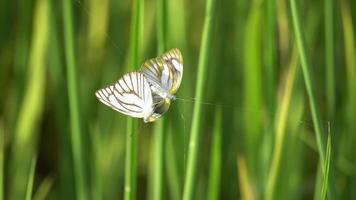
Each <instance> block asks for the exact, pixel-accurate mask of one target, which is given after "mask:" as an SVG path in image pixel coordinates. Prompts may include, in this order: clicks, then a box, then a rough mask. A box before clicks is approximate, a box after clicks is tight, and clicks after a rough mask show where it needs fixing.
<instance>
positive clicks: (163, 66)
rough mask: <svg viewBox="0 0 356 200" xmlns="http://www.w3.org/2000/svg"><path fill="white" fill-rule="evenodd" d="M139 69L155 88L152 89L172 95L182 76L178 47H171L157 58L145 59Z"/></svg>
mask: <svg viewBox="0 0 356 200" xmlns="http://www.w3.org/2000/svg"><path fill="white" fill-rule="evenodd" d="M141 71H142V73H143V74H144V75H145V77H146V78H147V81H148V82H149V83H150V84H151V85H152V86H153V87H154V88H155V89H153V91H155V90H158V91H160V92H168V93H169V94H171V95H174V94H175V93H176V92H177V90H178V88H179V86H180V84H181V82H182V77H183V58H182V54H181V53H180V51H179V50H178V49H172V50H170V51H168V52H166V53H164V54H163V55H161V56H159V57H157V58H152V59H150V60H147V61H146V62H145V63H144V64H143V65H142V66H141Z"/></svg>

|---|

TASK BRIEF:
The answer should be a bare number: how many lines of the material above include "clicks".

ANSWER TO THIS TASK:
2